#### [Exercise instructions]
Resume the travel passage about Barbados, "Land of Changing Views," starting right after its final sentence.

#### [Selected extract]
Land of Changing Views

Travelling through Barbados leaves me constantly confused. One moment, I feel that I am clearly in the Caribbean, the next moment I feel that I could be in the Highlands of Scotland. That is part of the intrigue of the island. There are not the dramatic high mountains of Jamaica, or the volcanic peaks of St. Lucia or Dominica. But the palm and banana trees that hug the rolling hills of Barbados, especially its eastern coastline, in St. Andrew parish, give the island a distinct charm.

Visitors get to see a lot of differences in a short time, thanks to a good network of local roads. It's not too intimidating to take a car drive around what are really lots of winding lanes. However, the signposting is not the best, and without a map, getting lost is very easy.

#### [Recorded information]
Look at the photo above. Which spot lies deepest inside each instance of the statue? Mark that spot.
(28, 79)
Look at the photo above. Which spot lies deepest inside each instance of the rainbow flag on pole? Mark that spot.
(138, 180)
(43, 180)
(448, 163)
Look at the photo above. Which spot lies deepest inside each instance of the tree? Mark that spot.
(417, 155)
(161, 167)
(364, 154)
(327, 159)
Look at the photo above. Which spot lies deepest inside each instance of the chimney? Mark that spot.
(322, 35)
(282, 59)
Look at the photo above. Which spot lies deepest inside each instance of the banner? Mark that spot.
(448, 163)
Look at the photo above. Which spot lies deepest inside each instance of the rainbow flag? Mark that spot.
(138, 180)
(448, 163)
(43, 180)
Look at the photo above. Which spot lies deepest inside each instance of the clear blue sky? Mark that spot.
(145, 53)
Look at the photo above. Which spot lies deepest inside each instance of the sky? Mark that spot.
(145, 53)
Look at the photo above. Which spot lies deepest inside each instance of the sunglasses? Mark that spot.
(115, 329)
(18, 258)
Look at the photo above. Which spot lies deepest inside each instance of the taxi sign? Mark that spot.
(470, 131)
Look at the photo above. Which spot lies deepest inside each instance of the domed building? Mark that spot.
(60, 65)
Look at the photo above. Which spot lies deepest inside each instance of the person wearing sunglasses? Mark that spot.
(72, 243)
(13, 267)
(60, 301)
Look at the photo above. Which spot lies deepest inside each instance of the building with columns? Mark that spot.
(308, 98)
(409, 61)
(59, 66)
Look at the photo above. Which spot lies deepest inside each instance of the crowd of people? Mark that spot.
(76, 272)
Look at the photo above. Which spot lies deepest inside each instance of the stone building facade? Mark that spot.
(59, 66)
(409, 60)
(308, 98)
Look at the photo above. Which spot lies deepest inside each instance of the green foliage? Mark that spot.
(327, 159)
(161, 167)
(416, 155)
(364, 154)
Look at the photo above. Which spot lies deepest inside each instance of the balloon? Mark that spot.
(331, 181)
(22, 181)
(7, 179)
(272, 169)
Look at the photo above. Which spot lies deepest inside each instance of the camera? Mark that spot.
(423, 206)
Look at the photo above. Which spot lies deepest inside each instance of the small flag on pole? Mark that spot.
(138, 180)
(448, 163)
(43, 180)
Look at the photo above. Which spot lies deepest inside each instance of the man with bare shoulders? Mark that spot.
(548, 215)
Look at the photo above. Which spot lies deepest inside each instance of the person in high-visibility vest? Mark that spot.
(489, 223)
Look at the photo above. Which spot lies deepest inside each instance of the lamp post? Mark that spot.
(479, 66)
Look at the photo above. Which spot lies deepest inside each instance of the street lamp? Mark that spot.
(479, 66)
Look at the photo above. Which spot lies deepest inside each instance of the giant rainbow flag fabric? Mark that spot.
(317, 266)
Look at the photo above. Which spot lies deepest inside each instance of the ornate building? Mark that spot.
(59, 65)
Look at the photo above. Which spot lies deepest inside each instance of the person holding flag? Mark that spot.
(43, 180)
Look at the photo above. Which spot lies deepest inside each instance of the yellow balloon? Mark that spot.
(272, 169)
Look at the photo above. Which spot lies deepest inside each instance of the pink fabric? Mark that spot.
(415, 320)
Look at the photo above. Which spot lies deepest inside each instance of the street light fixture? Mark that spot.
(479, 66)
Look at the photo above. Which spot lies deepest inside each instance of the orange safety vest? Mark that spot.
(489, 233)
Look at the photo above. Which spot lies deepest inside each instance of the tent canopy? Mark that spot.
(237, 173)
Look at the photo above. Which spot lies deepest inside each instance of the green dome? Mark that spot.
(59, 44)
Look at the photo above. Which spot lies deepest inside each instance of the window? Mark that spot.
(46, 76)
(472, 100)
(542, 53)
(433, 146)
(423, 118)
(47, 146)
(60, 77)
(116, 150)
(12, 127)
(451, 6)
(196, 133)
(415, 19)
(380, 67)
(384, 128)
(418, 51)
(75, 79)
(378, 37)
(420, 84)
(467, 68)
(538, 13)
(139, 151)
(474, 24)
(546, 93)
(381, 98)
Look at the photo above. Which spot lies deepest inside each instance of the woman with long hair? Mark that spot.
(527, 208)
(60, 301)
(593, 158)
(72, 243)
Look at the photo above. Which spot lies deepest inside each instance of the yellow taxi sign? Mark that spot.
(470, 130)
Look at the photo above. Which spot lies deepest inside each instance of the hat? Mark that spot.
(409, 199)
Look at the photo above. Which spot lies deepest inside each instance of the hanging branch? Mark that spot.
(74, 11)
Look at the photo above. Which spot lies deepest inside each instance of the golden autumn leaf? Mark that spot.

#### [Solved exercise]
Another aspect of Barbados that is charming is the range of Anglican parish churches that are all over the island. This is not so strange in the Caribbean, but Barbados has a selection of some really beautiful churches. A historian, whether or not Christian, will find so many places that date back several hundred years, and often in very good condition. Some of the tombs and mausoleums are wonderful works of art. Casual or intense interest will be easily satisfied during a tour of the beautiful old churches.The churchyards alone are worth a day trip each, just to see the phyical record of history that is still evident. We're lucky in the sense that tourism development has not yet made too much head way in pushing some of these sites and they are still quiet and unspoilt, with very few visitors. The fact that these sites are relatively far from the tourist concentrations on the south and west coast could be their saving. There is enough tranquility in just driving around the interior and the east coast, and it was really surprising to find that the roads have very little traffic.

2 comments:

BarbadosInFocus / PictureInFocus said...

No big rivers to speak of or grand cliffs, but the island has many places and structure with character.

Lovely blog post…

Linda Thompkins said...

Hello,

Stopped by your blog and enjoyed the description of the geography of the island. I posted a link from my blog.

Nice blog!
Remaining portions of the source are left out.